— begin QUOTED TEXT —

Hence, the data revealed that expectations of further sacrifice in dominant state and media narratives (see Blake, 2022; Joy, 2022) are impossible for those experiencing chronic poverty, because they are already existing with the bare-bones of essential items or less, budgeting ‘every single penny, right down to the last penny’ (Louise): They don’t realise, people in poverty don’t have holidays, they don’t have nights out, they’ve literally got to the point where there’s nothing to cut out. They don’t buy clothing. They look at their benefits every month and they’re just thinking, well, that’s been paid and that’s been paid . . . You have to seriously look and work out every single day, and if an unexpected cost comes up like you’ve got to get a bus, that’s actually coming out of your food budget. (Louise) I can’t sacrifice any more. But for us it’s not cutting back, it’s cutting away. I live on a shoestring. They assume I have luxuries, but I can’t cut down – it’s not possible – I am already cut down to the bone. It’s my heating, it’s my health. What would they like us to sacrifice? You can’t sacrifice nothing.
Within these discussions, attention focused on the way people in poverty are already negotiating the risks of living without access to affordable food, for example: In the care home [where I work], staff eat leftovers off people’s plates because needs must – there is no other option. (Gareth) We’ve gone a day or days without eating. It’s happened to us. It’s not a new thing. It’s taken a long time to have such extreme effects that people can’t eat – it’s not a new thing, not a crisis.
The research findings therefore illustrate the chronic, structurally embedded struggles of poverty, which are routinely normalised and ignored, in favour of narratives that highlight short-term, new issues or acute crises.

— end QUOTED TEXT —

* [TASKS FOR THIS EXERCISE]:
1. Using the passage on chronic poverty, explain in one to three sentences why expectations of further sacrifice are impossible for people experiencing chronic poverty.
2. Please write what comes next in the passage on chronic poverty, starting after its final sentence.

— begin SUPPLIED RECORDS —

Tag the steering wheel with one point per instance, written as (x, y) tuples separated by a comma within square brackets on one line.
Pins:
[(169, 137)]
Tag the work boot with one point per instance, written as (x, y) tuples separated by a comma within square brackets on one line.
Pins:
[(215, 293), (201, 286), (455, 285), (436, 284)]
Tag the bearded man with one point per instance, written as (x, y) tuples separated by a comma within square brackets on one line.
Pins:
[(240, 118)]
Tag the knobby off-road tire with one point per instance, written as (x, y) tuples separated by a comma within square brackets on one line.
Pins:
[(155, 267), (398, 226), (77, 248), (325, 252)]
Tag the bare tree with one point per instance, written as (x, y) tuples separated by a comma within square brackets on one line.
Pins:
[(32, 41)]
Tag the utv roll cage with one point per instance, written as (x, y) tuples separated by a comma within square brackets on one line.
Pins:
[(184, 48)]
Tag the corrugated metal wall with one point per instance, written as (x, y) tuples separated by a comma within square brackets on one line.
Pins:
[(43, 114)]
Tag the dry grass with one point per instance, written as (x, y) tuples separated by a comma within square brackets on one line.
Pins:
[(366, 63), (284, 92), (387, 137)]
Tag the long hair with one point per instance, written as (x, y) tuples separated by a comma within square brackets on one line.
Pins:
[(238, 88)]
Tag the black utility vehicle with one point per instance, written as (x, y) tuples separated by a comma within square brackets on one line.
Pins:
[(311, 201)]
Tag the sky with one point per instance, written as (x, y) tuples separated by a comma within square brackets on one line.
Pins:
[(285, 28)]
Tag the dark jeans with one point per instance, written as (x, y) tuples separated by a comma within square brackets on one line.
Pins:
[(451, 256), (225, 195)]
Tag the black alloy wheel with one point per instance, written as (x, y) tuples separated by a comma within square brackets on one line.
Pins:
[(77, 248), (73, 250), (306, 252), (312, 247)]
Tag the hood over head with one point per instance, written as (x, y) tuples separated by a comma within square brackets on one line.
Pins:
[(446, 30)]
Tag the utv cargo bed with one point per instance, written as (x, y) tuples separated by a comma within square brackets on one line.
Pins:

— end SUPPLIED RECORDS —

* [RESPONSES BY TASK]:
1. They already live with the bare essentials or less and budget every single penny. Their participants say they have reached the point where there is nothing left to cut out.

2.
The Cost-of-Living Scandal and the Attribution of Accountability for Failure
The second interconnected core theme is the role of a persistently scandalous policy and accountability failure in causing the long-term cost-of-living disaster. The data revealed that this reality is ignored, in favour of the inaccurately labelled cost-of-living crisis. For the Community Inspirers, the term “crisis” was merely a ‘buzzword’, obfuscating the longevity of policy failure and fault, by framing the current situation as a randomly occurring, temporary aberration to an otherwise steady state of affairs: Crisis seems like it is not someone’s fault, it’s out the blue, uncontrollable, just happened.
Alternatively, the term ‘scandal’ was collectively identified as a more appropriate term to describe the ongoing and currently amplified pressures on living costs. This was illustrated in the collaborative workshop, where the group told us: Scandal is better than crisis because it suggests it shouldn’t be happening, that lots of problems and faults are coming to light – something that has been there in the darkness is now coming into the light.
Unlike “crisis’’, which suggests a standalone event with nobody at fault, “scandal” was seen to better imply connotations of blame and accountability, and the deliberate concealment of the truth. Collectively, Community Inspirers considered the marked socio-economic inequalities characterising the country, and contemplated on the morality of poverty, reiterating the underlying notion of scandal. They therefore advocated for such narratives to change, and instead reflect the long-term reality faced by those experiencing entrenched poverty. Furthermore, the Community Inspirers recommended for a shift in media focus, moving from framing the problems surrounding the cost-of-living as a temporary crisis that seemingly emerged out of nowhere, to exposing the scandalous nature and disastrous structural harm of entrenched poverty in Britain.
Moreover, changing welfare policies in light of the crisis were described by Community Inspirers as temporary and ineffective fixes, often resulting in scandals that do not resolve the chronic cost-of-living for them: This [entrenched poverty for the most vulnerable] has been going on for a long time but all they talk about is temporary fixes. Each “fix” becomes a new scandal, one after the next.
Indeed, a key theme emerging among the Community Inspirers’ responses was that government “solutions” to the current climate, such as temporary benefit uplifts, cost-of-living one-off payments or energy help schemes, merely represent ‘sticking plasters’ that do not tackle the root causes of the issue, nor recognise or resolve the enduring struggles of those in poverty.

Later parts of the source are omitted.